**What to do**
Replace "keypoint" with "marker" everywhere it appears in the material below, and give the material again with nothing else changed.

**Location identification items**
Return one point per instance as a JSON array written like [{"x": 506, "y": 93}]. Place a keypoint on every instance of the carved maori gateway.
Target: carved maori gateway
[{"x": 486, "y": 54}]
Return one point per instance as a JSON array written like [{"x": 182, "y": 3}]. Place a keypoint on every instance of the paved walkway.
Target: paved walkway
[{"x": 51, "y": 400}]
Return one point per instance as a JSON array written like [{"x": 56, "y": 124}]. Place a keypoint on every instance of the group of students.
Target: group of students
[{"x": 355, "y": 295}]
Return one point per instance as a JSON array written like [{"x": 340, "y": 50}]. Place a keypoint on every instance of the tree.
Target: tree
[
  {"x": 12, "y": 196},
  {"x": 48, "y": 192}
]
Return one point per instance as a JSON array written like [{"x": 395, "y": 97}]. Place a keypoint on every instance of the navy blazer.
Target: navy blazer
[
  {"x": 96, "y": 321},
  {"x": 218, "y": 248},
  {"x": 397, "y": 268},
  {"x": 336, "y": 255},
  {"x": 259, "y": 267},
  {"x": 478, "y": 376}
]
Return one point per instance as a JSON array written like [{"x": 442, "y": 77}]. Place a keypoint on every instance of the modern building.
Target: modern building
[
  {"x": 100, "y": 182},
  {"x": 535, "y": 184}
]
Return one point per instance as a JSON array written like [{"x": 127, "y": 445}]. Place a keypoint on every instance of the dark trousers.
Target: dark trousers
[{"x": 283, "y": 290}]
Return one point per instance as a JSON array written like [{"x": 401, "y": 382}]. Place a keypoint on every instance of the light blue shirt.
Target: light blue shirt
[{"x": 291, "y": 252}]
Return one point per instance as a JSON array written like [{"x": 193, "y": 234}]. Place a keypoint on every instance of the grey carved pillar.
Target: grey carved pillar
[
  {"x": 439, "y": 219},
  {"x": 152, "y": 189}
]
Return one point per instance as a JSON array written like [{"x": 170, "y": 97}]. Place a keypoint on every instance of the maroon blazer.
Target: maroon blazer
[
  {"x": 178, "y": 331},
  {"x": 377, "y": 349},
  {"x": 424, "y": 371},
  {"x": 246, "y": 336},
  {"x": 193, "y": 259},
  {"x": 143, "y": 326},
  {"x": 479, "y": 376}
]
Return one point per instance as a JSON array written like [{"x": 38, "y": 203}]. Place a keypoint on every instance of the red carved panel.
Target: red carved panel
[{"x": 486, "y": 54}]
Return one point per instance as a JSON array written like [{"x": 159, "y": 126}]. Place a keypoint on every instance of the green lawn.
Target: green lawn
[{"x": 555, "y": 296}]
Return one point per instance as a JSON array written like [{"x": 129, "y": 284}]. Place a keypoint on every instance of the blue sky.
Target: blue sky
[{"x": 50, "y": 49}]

**Reply to the exercise**
Return one point per instance as a JSON array written like [{"x": 506, "y": 93}]. Place a marker on every instance of the carved maori gateway.
Target: carved maori gateway
[{"x": 486, "y": 54}]
Return one point per instance as a JSON array written like [{"x": 182, "y": 3}]. Place a marker on every instance of the paved walkway.
Target: paved walkway
[{"x": 51, "y": 400}]
Return one point per instance as a JSON array written like [{"x": 56, "y": 124}]. Place a marker on every instance of the group of students.
Target: group of students
[{"x": 355, "y": 295}]
Return one point per instance as a JSON array written like [{"x": 340, "y": 50}]. Place a marker on every instance of the tree.
Target: tree
[
  {"x": 12, "y": 196},
  {"x": 48, "y": 192}
]
Return one point per instance as a JSON array written like [{"x": 395, "y": 97}]. Place a marker on every instance of the navy blazer.
Target: navy blazer
[
  {"x": 96, "y": 321},
  {"x": 218, "y": 248},
  {"x": 397, "y": 268},
  {"x": 336, "y": 255},
  {"x": 259, "y": 267},
  {"x": 478, "y": 376}
]
Return one point per instance as a JSON array written like [{"x": 442, "y": 77}]. Place a marker on every instance of the modern building.
Target: modern building
[
  {"x": 100, "y": 182},
  {"x": 535, "y": 184}
]
Return one point per instance as a JSON array written like [{"x": 127, "y": 445}]. Place a marker on every instance of the dark trousers.
Target: dark trousers
[{"x": 283, "y": 290}]
Return one point per instance as a JSON array written like [{"x": 401, "y": 382}]. Place a marker on every instance of the light blue shirt.
Target: light blue shirt
[{"x": 291, "y": 252}]
Return one point per instance as a JSON array written like [{"x": 193, "y": 234}]. Place a marker on every instance of the grey carved pillar.
Target: grey carved pillar
[
  {"x": 439, "y": 219},
  {"x": 152, "y": 189}
]
Return one point per instance as a JSON array written like [{"x": 170, "y": 97}]. Place a marker on every instance of the maroon blazer.
Target: maroon blazer
[
  {"x": 178, "y": 331},
  {"x": 377, "y": 349},
  {"x": 424, "y": 371},
  {"x": 246, "y": 336},
  {"x": 193, "y": 259},
  {"x": 143, "y": 326},
  {"x": 479, "y": 376}
]
Return one point per instance as a JSON array written like [{"x": 38, "y": 203}]. Place a marker on every instance of the red carved panel.
Target: red carved panel
[{"x": 486, "y": 54}]
Return one point per instance as a JSON array written like [{"x": 159, "y": 126}]. Place a marker on every instance of the green lawn.
Target: green lawn
[{"x": 555, "y": 296}]
Return one point per instance as a JSON array written like [{"x": 129, "y": 284}]. Place a marker on every instance of the blue sky.
Target: blue sky
[{"x": 50, "y": 49}]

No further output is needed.